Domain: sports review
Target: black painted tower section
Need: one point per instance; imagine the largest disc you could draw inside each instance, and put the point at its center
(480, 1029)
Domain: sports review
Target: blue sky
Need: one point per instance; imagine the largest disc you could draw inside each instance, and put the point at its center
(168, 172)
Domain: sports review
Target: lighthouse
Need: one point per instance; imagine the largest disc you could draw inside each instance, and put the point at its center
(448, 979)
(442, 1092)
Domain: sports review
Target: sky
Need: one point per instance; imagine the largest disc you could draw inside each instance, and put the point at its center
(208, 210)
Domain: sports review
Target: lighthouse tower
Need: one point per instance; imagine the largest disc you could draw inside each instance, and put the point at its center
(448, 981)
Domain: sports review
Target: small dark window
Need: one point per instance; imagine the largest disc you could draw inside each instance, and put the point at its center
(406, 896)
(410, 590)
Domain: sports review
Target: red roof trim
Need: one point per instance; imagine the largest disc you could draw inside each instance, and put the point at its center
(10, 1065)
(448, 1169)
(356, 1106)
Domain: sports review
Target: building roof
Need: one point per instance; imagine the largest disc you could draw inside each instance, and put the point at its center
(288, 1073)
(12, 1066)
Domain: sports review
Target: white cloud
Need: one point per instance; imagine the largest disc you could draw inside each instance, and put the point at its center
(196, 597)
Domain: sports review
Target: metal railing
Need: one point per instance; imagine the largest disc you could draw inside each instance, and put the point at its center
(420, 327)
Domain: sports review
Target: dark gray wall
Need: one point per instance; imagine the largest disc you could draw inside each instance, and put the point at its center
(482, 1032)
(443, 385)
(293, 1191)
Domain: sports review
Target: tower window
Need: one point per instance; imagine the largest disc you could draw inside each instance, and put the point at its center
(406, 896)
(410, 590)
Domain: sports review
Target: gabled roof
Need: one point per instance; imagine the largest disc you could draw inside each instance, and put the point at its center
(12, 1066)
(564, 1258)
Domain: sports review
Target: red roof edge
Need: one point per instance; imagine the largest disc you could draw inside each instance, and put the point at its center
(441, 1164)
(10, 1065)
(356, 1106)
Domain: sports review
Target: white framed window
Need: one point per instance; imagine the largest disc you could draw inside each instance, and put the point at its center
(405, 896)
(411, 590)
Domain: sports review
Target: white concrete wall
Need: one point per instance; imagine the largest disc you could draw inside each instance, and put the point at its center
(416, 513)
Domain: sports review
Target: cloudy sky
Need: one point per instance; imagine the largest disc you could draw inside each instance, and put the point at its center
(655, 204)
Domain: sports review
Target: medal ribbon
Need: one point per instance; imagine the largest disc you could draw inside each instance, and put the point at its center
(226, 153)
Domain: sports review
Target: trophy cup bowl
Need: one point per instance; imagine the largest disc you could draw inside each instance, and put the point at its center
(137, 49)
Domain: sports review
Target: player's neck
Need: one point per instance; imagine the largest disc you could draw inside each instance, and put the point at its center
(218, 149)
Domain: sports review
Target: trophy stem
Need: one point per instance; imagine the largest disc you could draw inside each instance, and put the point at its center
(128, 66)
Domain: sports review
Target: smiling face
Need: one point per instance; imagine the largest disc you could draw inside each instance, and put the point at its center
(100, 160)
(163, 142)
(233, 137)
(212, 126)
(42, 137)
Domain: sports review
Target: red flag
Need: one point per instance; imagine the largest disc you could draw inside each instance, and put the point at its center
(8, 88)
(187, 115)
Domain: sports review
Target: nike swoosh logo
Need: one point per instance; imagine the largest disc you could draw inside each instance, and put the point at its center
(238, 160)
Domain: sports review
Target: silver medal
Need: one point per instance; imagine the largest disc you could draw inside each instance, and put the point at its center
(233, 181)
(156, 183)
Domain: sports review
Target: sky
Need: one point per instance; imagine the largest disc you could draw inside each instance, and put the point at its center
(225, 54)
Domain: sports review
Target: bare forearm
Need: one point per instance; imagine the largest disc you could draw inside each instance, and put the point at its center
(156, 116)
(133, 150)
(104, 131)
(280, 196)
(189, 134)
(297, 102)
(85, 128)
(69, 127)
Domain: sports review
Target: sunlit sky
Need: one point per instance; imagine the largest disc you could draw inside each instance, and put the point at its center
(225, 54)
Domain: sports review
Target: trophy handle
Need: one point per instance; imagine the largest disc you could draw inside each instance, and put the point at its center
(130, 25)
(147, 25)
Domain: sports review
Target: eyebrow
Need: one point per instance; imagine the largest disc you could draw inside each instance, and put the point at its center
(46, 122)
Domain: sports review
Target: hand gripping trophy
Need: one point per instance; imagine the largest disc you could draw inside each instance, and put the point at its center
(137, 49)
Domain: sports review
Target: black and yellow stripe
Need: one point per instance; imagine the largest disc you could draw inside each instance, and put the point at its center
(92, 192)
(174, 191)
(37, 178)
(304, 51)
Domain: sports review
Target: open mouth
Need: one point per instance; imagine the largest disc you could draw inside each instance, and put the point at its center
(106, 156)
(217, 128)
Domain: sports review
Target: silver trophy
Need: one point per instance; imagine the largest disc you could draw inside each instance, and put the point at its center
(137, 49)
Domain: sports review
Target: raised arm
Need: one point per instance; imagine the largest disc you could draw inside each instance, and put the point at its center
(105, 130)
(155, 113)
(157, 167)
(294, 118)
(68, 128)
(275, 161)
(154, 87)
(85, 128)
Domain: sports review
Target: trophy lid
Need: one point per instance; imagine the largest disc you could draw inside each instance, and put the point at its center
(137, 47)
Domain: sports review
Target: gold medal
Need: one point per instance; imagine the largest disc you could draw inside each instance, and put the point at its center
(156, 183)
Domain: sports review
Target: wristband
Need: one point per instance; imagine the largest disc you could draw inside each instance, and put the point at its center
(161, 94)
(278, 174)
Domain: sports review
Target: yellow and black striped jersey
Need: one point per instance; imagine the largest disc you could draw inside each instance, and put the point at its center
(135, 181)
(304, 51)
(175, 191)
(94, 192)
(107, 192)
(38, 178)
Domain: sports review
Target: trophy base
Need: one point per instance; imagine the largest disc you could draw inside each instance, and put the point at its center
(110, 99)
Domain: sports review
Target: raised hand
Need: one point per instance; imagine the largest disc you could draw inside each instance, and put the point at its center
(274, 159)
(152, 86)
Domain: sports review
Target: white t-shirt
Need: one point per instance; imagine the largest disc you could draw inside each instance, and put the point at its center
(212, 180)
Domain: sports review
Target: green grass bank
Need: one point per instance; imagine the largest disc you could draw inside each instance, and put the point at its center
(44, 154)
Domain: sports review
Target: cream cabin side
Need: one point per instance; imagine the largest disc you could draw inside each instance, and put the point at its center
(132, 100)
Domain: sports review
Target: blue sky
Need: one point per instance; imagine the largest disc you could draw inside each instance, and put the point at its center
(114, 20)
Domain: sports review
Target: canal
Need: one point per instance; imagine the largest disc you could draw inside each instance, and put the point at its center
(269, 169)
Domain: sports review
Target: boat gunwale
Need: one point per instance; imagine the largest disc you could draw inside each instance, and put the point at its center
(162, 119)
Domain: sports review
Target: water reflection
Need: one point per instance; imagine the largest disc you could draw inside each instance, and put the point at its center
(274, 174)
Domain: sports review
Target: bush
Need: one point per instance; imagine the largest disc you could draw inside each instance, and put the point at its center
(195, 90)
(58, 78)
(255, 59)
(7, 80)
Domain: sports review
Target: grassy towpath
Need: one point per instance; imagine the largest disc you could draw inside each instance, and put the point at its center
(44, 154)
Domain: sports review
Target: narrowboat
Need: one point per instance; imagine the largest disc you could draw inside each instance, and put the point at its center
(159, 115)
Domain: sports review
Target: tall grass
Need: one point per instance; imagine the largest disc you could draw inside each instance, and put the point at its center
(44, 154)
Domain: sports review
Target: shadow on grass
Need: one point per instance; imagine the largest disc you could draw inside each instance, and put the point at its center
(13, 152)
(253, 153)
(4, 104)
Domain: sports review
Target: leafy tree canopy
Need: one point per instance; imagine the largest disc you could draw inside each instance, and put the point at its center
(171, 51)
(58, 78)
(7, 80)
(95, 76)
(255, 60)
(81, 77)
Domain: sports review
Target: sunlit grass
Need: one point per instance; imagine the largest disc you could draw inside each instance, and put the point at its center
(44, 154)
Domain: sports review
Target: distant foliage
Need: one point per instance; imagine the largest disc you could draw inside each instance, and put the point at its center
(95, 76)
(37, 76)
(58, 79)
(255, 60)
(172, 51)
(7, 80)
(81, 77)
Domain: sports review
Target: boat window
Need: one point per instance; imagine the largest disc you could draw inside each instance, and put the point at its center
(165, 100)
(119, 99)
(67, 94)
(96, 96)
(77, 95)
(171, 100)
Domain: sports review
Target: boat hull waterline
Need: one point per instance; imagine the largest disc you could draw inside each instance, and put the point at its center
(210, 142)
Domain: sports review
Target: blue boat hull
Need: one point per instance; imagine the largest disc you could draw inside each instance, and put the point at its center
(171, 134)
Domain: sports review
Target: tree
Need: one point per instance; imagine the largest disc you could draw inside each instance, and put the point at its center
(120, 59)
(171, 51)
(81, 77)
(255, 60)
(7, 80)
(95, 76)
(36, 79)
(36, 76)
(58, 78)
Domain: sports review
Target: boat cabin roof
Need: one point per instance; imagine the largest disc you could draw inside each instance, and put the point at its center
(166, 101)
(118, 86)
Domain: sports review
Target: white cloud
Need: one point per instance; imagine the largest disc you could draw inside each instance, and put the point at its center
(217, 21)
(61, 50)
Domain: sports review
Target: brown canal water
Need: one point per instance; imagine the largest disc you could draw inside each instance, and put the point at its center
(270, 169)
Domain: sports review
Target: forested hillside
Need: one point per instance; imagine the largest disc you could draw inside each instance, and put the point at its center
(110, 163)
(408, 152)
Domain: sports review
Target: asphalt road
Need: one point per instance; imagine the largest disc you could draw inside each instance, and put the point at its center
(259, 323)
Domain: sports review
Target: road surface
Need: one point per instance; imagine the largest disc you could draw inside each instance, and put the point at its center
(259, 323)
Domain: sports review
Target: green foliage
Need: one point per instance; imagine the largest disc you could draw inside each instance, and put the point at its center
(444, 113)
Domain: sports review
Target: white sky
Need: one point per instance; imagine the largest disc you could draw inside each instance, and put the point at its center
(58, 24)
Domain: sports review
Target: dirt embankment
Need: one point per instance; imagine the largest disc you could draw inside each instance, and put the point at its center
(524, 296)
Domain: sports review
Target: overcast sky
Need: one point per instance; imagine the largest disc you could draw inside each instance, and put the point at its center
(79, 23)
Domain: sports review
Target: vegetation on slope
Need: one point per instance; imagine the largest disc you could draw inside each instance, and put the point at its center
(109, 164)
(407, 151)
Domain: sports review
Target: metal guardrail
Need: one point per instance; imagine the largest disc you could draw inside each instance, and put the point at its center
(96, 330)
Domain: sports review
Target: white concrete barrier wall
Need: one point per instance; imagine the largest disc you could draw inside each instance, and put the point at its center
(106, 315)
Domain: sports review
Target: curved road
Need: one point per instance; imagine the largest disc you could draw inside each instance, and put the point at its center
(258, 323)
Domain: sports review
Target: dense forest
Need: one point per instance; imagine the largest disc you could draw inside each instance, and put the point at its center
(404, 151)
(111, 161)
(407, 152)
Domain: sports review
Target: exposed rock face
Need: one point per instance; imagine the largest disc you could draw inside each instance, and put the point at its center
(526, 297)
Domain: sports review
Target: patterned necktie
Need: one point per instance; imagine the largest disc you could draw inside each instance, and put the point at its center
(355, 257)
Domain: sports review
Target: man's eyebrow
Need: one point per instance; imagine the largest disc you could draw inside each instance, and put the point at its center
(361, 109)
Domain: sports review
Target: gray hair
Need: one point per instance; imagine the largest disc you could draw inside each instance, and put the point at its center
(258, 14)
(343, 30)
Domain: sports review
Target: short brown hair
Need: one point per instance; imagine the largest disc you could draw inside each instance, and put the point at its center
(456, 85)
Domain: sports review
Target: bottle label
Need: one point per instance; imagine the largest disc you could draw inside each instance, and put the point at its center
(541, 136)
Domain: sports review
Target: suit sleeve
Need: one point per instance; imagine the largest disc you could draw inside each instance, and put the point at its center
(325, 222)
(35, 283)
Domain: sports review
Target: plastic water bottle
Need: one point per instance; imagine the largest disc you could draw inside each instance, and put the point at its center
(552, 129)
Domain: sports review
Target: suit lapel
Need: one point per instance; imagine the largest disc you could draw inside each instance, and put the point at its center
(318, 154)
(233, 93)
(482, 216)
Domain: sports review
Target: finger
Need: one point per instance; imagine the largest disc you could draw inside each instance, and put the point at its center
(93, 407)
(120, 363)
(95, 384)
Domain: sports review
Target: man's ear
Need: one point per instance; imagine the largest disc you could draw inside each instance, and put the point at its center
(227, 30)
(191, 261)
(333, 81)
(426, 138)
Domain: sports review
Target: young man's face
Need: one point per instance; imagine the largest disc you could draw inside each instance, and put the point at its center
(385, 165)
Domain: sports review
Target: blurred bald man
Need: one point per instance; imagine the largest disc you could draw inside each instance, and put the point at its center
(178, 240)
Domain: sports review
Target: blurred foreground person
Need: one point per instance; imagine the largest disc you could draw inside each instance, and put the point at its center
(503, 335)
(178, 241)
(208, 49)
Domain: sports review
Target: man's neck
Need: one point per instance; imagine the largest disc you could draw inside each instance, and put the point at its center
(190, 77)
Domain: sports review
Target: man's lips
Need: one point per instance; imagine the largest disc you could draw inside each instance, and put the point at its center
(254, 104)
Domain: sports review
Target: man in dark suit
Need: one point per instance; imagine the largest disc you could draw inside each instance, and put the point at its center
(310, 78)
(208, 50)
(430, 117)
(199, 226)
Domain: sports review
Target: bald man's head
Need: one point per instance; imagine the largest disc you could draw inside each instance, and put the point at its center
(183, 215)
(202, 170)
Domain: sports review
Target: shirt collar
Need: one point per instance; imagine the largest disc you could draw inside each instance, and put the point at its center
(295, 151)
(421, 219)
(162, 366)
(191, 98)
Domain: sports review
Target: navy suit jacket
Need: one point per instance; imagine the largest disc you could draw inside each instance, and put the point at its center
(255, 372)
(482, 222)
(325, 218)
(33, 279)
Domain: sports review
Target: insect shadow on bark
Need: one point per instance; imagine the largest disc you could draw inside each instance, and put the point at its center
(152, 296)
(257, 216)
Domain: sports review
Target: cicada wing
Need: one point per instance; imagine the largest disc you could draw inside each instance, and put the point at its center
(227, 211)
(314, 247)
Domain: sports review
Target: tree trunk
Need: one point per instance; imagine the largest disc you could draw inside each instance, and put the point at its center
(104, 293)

____________________

Return each line from the rows above that contains the word "brown".

◆ REPLY TO THE TASK
Target: brown canal water
Target: short brown hair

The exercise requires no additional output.